┌─ DOCUMENT TEXT

Between the years 1988 and 1990, more than 20,000 people
disappeared in the country according to official records. Of this
number, 15 percent were below the age of 19. They were kidnapped,
tortured, murdered and burned along the roads. Those who were
killed were simply branded as members of the then-outlawed
political party the Janatha Vimukthi Peramuna or JVP (People's
Liberation Front). The police, common criminals, corrupt
politicians and their henchmen were living in the lap of luxury.
It was a time of tyranny and terror. Justice and the law were
gagged and blindfolded. The calamity of this period of terror in
Sri Lanka was that most of the people who disappeared were killed
because of private grudges.
Terror
In this dreadful period, 36-year-old George Anthony was
working as a conductor at the Ja-ela bus deport. He was happily
married with two small daughters and was living in the nearby
town of Ekela. On the night of Sept. 21, 1989, five armed masked
men forcibly entered Anthony's house and ordered the occupants
not to switch on any lights. The men grabbed Anthony in his
nightclothes and pushed him into a jeep parked outside in the
dark. His wife, out of sheer horror, kept her hands raised long
after they had left. It was the last time she ever saw him alive.
On that horrible night, he was taken to a torture house in
Batalanda. Like many others, he was an innocent victim of a
private dispute.

└─
┌─ INFORMATION SUPPLIED

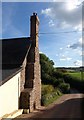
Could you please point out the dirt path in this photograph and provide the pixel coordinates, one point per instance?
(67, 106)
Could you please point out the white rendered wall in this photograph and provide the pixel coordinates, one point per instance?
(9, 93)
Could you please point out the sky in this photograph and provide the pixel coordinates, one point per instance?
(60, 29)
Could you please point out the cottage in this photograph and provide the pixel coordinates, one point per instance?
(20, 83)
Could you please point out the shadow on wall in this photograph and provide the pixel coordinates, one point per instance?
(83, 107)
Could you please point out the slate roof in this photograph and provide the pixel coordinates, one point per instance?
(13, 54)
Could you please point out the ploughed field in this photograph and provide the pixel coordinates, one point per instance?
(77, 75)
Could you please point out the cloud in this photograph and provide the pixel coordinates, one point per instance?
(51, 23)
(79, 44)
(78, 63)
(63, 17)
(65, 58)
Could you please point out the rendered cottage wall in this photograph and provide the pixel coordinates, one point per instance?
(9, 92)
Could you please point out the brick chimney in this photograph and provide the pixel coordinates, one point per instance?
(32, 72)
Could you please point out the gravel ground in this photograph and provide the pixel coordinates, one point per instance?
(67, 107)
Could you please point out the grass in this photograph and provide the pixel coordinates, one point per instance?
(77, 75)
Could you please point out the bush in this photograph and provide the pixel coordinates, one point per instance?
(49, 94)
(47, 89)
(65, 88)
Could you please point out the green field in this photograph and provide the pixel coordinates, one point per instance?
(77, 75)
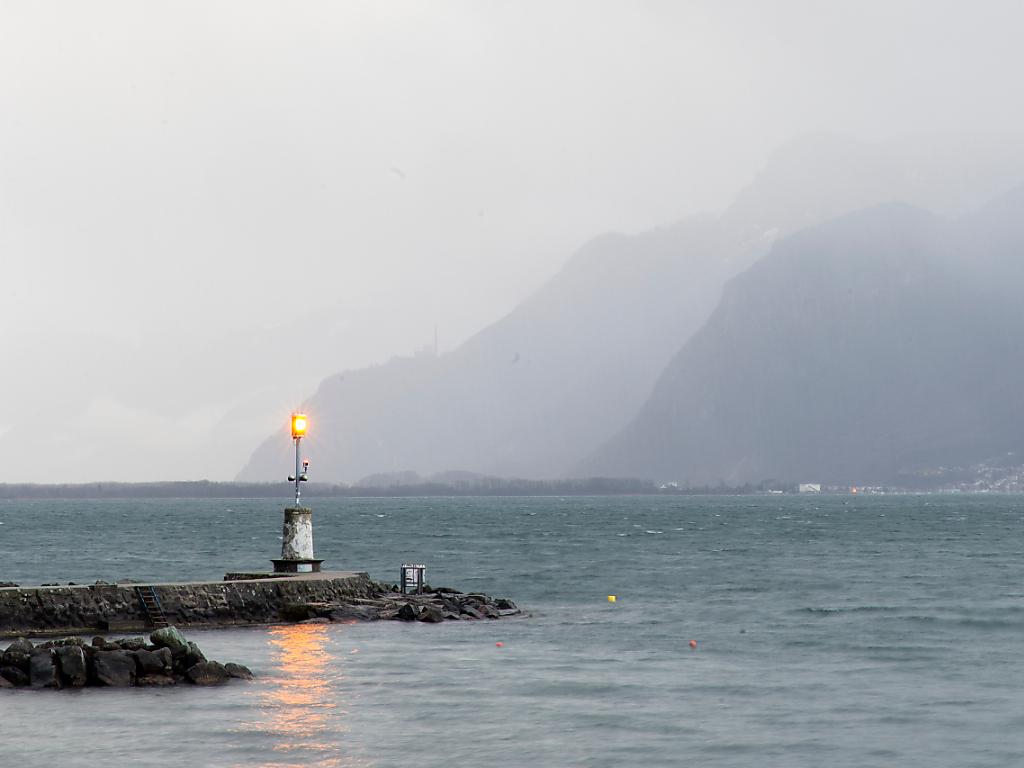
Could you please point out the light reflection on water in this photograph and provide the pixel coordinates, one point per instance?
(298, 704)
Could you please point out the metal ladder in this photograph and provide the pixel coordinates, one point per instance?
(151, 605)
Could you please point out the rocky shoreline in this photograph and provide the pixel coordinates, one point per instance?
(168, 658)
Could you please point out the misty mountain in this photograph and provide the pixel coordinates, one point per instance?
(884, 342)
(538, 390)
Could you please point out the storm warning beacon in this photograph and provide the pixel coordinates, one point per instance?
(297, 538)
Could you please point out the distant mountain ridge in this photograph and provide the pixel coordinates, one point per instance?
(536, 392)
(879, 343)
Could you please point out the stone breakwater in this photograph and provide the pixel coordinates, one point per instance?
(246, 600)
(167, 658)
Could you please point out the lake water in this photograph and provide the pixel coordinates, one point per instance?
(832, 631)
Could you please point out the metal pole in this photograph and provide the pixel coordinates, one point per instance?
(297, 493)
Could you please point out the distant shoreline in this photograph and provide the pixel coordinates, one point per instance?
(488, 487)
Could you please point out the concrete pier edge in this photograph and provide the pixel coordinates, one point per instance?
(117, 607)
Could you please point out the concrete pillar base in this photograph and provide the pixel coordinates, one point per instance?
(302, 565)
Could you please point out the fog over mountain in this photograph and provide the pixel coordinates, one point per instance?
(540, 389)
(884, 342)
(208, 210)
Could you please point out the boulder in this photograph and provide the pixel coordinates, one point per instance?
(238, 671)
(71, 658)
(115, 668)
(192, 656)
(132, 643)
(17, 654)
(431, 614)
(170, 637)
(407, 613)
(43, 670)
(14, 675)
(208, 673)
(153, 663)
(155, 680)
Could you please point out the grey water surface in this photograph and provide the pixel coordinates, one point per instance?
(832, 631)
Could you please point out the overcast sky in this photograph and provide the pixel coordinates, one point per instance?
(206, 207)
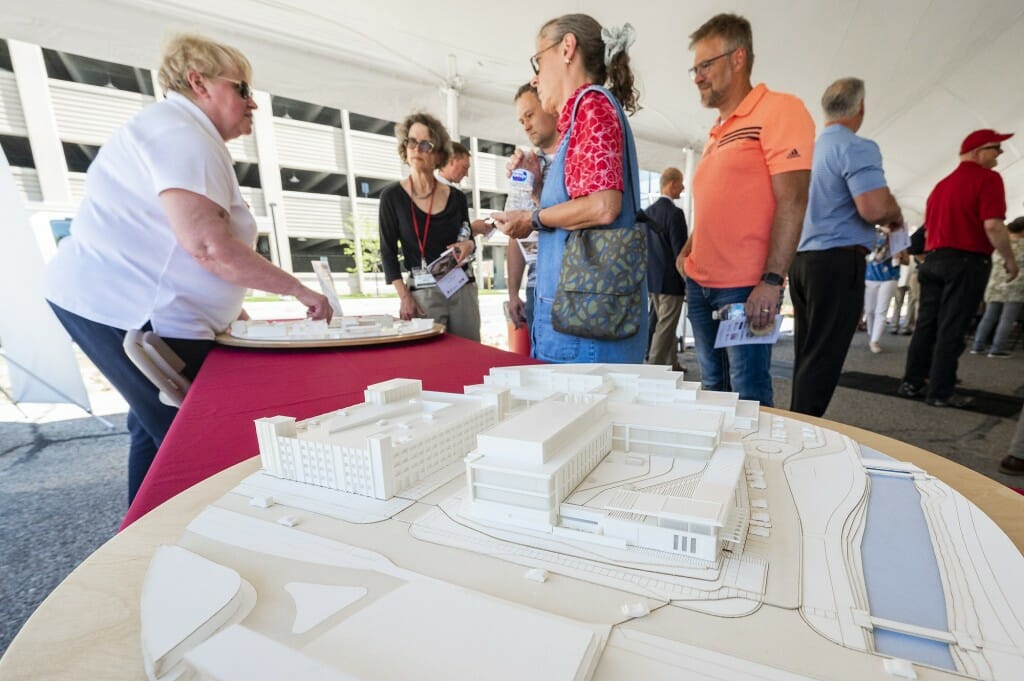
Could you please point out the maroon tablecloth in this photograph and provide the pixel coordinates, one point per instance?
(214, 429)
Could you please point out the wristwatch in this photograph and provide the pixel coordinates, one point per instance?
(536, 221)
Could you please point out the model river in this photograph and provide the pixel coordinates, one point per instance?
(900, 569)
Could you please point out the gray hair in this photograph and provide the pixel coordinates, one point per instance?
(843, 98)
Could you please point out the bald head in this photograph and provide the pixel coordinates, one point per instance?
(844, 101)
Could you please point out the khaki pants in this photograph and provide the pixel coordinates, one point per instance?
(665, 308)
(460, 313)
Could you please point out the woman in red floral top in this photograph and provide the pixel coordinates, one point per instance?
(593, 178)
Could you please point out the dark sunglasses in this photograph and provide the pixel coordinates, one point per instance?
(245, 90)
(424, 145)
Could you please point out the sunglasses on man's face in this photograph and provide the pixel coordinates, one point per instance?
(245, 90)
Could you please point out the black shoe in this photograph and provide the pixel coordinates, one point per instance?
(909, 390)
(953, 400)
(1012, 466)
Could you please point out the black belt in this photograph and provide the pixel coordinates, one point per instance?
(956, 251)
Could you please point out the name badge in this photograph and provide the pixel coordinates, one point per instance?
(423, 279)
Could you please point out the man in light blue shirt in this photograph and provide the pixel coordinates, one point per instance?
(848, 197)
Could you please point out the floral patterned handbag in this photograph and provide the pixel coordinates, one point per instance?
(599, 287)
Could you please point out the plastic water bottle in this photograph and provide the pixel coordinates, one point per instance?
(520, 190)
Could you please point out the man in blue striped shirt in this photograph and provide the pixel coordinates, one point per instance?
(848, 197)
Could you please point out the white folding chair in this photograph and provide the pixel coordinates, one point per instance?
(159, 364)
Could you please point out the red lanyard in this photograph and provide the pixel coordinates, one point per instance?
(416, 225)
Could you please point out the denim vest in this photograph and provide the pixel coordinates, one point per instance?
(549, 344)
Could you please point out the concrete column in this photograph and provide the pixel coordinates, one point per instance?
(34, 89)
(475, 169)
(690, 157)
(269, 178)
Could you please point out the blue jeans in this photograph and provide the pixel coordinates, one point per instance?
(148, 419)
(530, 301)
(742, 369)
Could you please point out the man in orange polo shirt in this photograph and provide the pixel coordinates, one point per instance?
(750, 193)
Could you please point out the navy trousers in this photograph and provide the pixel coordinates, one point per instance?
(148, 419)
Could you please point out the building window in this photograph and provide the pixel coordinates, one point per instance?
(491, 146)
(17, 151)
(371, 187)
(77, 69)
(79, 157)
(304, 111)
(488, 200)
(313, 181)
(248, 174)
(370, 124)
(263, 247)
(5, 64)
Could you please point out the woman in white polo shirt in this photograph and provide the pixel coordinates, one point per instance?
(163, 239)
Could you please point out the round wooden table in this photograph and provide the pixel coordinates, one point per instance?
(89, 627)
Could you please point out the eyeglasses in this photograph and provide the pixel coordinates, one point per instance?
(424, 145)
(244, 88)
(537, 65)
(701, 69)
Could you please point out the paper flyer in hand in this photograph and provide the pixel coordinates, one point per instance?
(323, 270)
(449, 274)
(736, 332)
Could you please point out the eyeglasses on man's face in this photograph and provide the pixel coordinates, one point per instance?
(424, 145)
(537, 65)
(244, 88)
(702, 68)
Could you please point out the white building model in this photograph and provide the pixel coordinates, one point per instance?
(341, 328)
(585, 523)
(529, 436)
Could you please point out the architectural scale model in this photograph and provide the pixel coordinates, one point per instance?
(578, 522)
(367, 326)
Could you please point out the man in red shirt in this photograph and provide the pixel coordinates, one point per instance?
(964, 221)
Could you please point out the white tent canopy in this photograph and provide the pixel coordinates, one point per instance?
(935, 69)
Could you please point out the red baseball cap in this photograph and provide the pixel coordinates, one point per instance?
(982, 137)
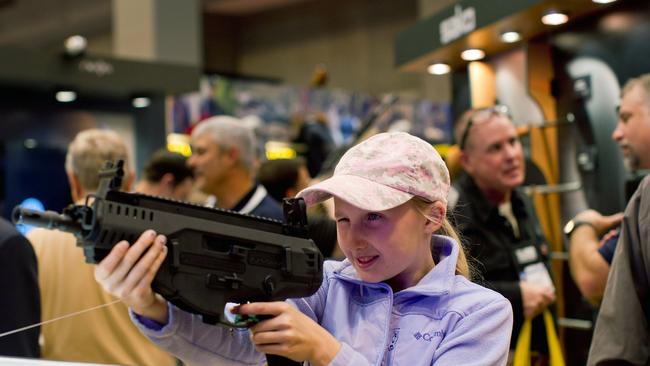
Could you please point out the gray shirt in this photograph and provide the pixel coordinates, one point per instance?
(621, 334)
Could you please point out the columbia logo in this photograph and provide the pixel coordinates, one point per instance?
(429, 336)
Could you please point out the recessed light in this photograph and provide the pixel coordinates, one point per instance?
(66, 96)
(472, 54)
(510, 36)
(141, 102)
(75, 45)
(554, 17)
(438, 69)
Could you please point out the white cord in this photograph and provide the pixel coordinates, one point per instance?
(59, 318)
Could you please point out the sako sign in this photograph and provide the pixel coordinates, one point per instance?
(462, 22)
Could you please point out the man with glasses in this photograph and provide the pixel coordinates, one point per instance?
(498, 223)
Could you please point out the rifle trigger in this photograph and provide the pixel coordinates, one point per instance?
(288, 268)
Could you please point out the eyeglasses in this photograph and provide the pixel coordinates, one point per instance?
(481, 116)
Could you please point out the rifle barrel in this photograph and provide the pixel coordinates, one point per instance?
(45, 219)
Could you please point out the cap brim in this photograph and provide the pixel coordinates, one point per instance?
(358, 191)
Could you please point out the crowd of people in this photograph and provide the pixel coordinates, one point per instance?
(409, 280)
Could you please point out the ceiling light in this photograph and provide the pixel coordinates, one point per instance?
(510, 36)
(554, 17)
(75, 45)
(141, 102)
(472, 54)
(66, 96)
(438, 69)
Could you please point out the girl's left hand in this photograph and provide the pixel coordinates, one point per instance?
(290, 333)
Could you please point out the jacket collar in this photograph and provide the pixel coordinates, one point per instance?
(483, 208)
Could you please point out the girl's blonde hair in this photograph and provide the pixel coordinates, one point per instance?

└─

**REQUIRED ACTIONS**.
a. In the account of the Sri Lanka disappearances, where was George Anthony taken on the night he was seized?
b. Set down the passage of the account of the Sri Lanka disappearances word for word, starting with "It was a time" and going on through "of private grudges.".
c. Supply the next part of the account of the disappearances in Sri Lanka, picking up after its final sentence.

**ANSWERS TO THE PROBLEMS**.
a. He was taken to a torture house in Batalanda.

b.
It was a time of tyranny and terror. Justice and the law were
gagged and blindfolded. The calamity of this period of terror in
Sri Lanka was that most of the people who disappeared were killed
because of private grudges.

c.
The following day Mary Margaret, Anthony's mother, rushed to
the police station to make a complaint. At the police station,
she was asked by a police officer, "Which political party do
you belong to?"
When she saw that she could not get much help from the legal
system, she turned to a powerful politician, the then-fisheries
minister, to assist her in her efforts to get her son released.
When she went to the residence of the politician, she saw tires
which were numbered and mounted to be later used for presumably
burning the bodies of those who were killed.
A few days later, based on information received by his family,
his mother went to a spot by the roadside and witnessed the
burning body of Anthony. He was blindfolded, and his hands were
tied behind him. Unfortunately, no one could save him as he
burned. Margaret and her relatives wailed helplessly. They did
not dare put out the fire. Later dogs and animals fed on him. Up
to this day, he has never been given a proper burial.
"It was the most miserable scene I've ever seen,"
says Mary Margaret.
His Mother's Story
"At that time, as I was also a United National Party
supporter, I went to see the then-minister of fisheries and
aquatic resources and pleaded with him to find my son who had
been abducted. He casually took a list of names and said, 'Yes,
Anthony was taken from my list. He still has to give a statement.
He will be released after his statement has been recorded.'"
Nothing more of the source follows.